Records from a collection
^^^^^^^^^^^^^^^^

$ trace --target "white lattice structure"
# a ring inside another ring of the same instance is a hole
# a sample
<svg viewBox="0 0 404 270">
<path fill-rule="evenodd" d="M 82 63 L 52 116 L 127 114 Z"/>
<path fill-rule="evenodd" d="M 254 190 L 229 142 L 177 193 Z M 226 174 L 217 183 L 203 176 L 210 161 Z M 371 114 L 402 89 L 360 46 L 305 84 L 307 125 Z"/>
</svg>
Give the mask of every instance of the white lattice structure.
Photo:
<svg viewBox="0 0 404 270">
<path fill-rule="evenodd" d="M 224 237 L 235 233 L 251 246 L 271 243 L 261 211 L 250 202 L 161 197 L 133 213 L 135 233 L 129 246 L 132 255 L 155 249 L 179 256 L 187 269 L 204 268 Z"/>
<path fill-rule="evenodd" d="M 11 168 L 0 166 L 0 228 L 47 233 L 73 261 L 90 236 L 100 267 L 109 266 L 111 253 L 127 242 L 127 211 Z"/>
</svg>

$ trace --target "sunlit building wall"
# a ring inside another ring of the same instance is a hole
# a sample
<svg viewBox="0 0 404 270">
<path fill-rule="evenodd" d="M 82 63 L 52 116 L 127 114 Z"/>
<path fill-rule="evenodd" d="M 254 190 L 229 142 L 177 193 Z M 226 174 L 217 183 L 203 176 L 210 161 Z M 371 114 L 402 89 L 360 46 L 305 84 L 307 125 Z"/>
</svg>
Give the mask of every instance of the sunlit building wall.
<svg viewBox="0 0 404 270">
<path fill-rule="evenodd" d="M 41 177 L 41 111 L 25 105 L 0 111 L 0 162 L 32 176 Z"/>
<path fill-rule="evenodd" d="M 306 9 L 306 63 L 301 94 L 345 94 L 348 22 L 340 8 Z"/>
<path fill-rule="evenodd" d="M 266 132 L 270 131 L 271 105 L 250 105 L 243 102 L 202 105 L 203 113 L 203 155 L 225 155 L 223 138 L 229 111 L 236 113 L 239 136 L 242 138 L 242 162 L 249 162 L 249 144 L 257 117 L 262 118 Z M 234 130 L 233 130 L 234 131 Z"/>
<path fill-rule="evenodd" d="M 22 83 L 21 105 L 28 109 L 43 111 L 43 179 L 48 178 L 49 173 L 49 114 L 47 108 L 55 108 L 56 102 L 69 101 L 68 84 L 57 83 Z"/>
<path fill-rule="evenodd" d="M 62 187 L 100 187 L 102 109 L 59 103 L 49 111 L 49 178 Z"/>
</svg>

^^^^^^^^^^^^^^^^

Your task is to repeat every entry exactly.

$ trace --target "white lattice structure"
# a ring inside another ring of the same instance is a hole
# a sample
<svg viewBox="0 0 404 270">
<path fill-rule="evenodd" d="M 82 63 L 52 116 L 127 114 Z"/>
<path fill-rule="evenodd" d="M 254 190 L 229 142 L 177 193 Z M 226 174 L 217 183 L 203 176 L 210 161 Z M 371 114 L 402 89 L 360 46 L 305 84 L 307 125 Z"/>
</svg>
Give the mask of every instance of the white lattice structure.
Photo:
<svg viewBox="0 0 404 270">
<path fill-rule="evenodd" d="M 224 237 L 235 233 L 251 246 L 271 243 L 261 211 L 250 202 L 161 197 L 133 213 L 135 233 L 129 246 L 132 255 L 155 249 L 179 256 L 187 269 L 204 268 Z"/>
<path fill-rule="evenodd" d="M 11 168 L 0 166 L 0 228 L 47 233 L 73 261 L 90 236 L 100 267 L 109 266 L 111 253 L 127 242 L 127 211 Z"/>
</svg>

$ trace --target "sunlit building wall"
# a ring inside another ring of the same instance is a hole
# a sample
<svg viewBox="0 0 404 270">
<path fill-rule="evenodd" d="M 82 63 L 52 116 L 127 114 Z"/>
<path fill-rule="evenodd" d="M 254 190 L 229 142 L 177 193 Z M 226 174 L 217 183 L 203 176 L 210 161 Z M 371 114 L 402 89 L 360 46 L 305 84 L 307 125 Z"/>
</svg>
Give the mask of every instance of the sunlit building wall.
<svg viewBox="0 0 404 270">
<path fill-rule="evenodd" d="M 41 177 L 41 111 L 25 105 L 0 111 L 0 162 L 32 176 Z"/>
<path fill-rule="evenodd" d="M 306 9 L 306 63 L 301 94 L 345 94 L 348 22 L 340 8 Z"/>
<path fill-rule="evenodd" d="M 266 132 L 270 131 L 271 105 L 250 105 L 243 102 L 202 105 L 203 113 L 203 155 L 225 155 L 223 138 L 229 111 L 236 113 L 239 136 L 242 138 L 242 162 L 249 162 L 249 144 L 257 117 L 262 118 Z M 234 130 L 233 130 L 234 131 Z"/>
<path fill-rule="evenodd" d="M 22 83 L 21 105 L 28 109 L 43 111 L 43 179 L 48 178 L 49 173 L 49 114 L 47 108 L 55 108 L 56 102 L 69 101 L 68 84 L 57 83 Z"/>
<path fill-rule="evenodd" d="M 62 187 L 100 187 L 102 109 L 59 103 L 49 111 L 49 178 Z"/>
</svg>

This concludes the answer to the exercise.